--- Trecho fornecido ---
###
André Búrigo, professor-pesquisador da EPSJV e um dos articuladores da caravana, explica que a rota ao longo do Salitre foi pensada como um microcosmo da realidade da bacia do São Francisco. “O Salitre espelha o que está acontecendo hoje em todas as outras sub-bacias que deságuam no São Francisco”, analisa. Búrigo afirma que a caravana contribuiu para a análise do papel que o Estado brasileiro tem tido historicamente naquela região com a promoção de um modelo de desenvolvimento cujos benefícios não se estendem para a maioria das populações dali, que são as mais vulneráveis aos impactos negativos desse modelo. “O Estado brasileiro está muito presente quando grandes empreendimentos, que produzem um conjunto de impactos, são instalados. Por outro lado, temos um Estado mínimo no que diz respeito à proteção da biodiversidade, da garantia dos direitos, das políticas sociais para as populações mais vulnerabilizadas. É uma regra que se expressa no país como um todo e que aqui vimos o poder de destruição”, ressalta Búrigo.
Salitre: de afluente a receptor das águas do São Francisco
A primeira parada já deu o tom da natureza dos conflitos que a caravana observaria ao longo de seu percurso. Na comunidade de Sabiá 2, em Juazeiro, conhecemos o seu Lôu, que relatou os problemas enfrentados pela comunidade para o abastecimento de água. “Eu sou salitreiro, mas o nosso Salitre hoje tá difícil”, lamenta. “E tá difícil por quê? A gente acha que o desenvolvimento se desenvolveu demais, nosso riachinho que era pouco secou, não tá chovendo. Não tem como molhar as plantas”, completa seu Lôu. Ali acontece uma situação curiosa: sobre o leito do rio Salitre correm, no sentido inverso ao fluxo original, as águas do São Francisco.
O Salitre secou ali depois da construção de barragens rio acima, no município de Ourolândia, no início da década de 1980. Diante dos conflitos pela água entre grandes proprietários, beneficiados pela construção da barragem, e os pequenos proprietários atingidos pela seca do rio, a solução encontrada foi construir ainda mais barragens, dessa vez para abastecer parte das comunidades localizadas no baixo Salitre, onde o rio secou. Em um primeiro momento foram construídas três barragens para reter a água, pela prefeitura de Juazeiro. Posteriormente, a Companhia de Desenvolvimento do Vale do São Francisco (Codevasf), ainda na década de 80, construiu mais seis barragens e as equipou com um sistema de abastecimento por bombeamento em sequência, a partir do rio São Francisco. São as chamadas barragens galgáveis. Na última década a Codevasf construiu um canal de águas do São Francisco e duas adutoras para viabilizar a fruticultura irrigada na região através do Projeto Salitre. Com a água chegou toda a lógica de produção da Revolução Verde, com intenso uso de agrotóxicos, que beneficia principalmente grandes proprietários. Somadas as obras de barragens galgáveis com o canal de irrigação e adutoras o que ocorre na região é um tipo de transposição das águas do São Francisco.“Isso mostra o caos que é esse modelo”, ressalta Josemário Gonçalves, técnico do Instituto Regional para Pequena Agropecuária Apropriada (Irpaa), que presta assessoria técnica voltada para convivência com o semiárido e promoção da agroecologia na região. “O São Francisco, de receptor, passou a doar água para a bacia. É insustentável”, completa.
###
--- Dados de entrada ---
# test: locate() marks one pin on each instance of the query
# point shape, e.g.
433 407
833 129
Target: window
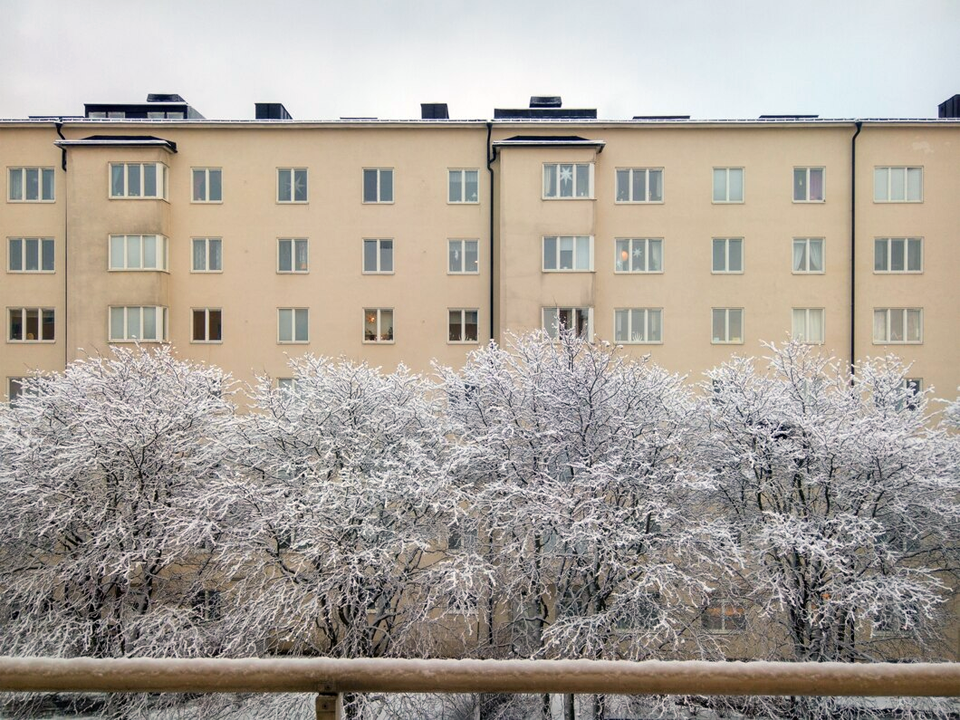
207 255
807 255
808 184
727 325
292 255
727 255
138 252
898 325
378 256
724 616
291 185
207 185
576 320
208 325
639 255
639 185
30 254
808 325
898 255
463 326
898 184
378 325
293 325
138 180
463 256
30 185
146 324
31 325
728 184
567 180
568 252
463 186
378 185
638 325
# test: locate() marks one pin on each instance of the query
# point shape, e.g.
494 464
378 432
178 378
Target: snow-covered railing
328 677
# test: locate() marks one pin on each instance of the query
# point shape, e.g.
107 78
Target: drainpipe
66 246
491 156
853 249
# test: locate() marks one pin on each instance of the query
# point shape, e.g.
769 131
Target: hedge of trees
548 500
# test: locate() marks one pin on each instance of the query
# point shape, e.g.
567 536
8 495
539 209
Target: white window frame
726 199
206 255
163 253
294 243
551 328
631 250
459 245
807 242
800 326
294 173
575 173
721 604
888 243
206 339
42 312
161 319
577 241
648 313
381 336
41 172
806 184
726 339
726 256
162 180
379 255
462 174
43 244
631 180
206 173
883 187
888 322
380 172
294 313
463 326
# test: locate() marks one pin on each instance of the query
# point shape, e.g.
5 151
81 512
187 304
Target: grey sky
705 58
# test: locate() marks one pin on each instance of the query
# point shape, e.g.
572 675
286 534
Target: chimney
541 101
434 111
950 108
271 111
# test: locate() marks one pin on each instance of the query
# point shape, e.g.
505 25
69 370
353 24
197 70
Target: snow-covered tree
106 519
579 465
345 498
844 498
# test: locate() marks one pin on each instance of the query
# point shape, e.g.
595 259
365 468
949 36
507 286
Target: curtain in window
816 256
800 256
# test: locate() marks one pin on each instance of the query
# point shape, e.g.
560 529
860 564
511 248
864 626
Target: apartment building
243 242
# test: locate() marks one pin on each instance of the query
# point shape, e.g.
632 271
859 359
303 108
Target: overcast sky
704 58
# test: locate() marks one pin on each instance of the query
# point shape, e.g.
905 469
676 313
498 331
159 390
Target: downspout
66 246
853 249
491 156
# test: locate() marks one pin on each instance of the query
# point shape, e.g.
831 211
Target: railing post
329 707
###
--- Objetivo 1 ---
Conte quantas linhas da listagem contêm a palavra "snow". Responda só com o número.
--- Objetivo 2 ---
Prossiga com o trecho sobre o rio Salitre a partir da última frase apresentada.
O trecho sobre o rio Salitre e a listagem não têm relação entre si.

--- Resposta escrita 1 ---
2

--- Resposta escrita 2 ---
Hoje os moradores denunciam que ainda têm que disputar a água com empresários do agronegócio que se instalaram ali depois que ela passou a chegar até o local. Uma disputa ingrata: as comunidades denunciam que a gestão do sistema é feita por uma empresa privada, a Agrovale, que utiliza uma grande quantidade de água para produzir cana de açúcar e frutas para exportação. O que sobra abastece os pequenos produtores do baixo rio Salitre. Mas com a falta de chuva na região – em alguns locais, a estiagem já dura 10 anos, segundo moradores – esse arranjo não tem sido suficiente. “E há uma contradição muito grande”, complementa o técnico do Irpaa. “O custo de captar do São Francisco e trazer para cá faz com que a água fique caríssima. A associação de produtores da região paga R$ 16 mil por mês para a Codevasf. Enquanto isso tem produtores ligados ao agronegócio no perímetro irrigado que não pagam nada”, critica. Segundo Josemário, as terras ao longo do Salitre estão entre as mais férteis do mundo, o que acirra também os conflitos fundiários. “Hoje a situação é que as famílias ribeirinhas não têm terra. As terras foram compradas e ocupadas por grandes projetos e muitas famílias às vezes preferem deixar de produzir em pequena escala de forma agroecológica para trabalhar como diaristas nas roças dos grandes empresários”, ressalta Josemário.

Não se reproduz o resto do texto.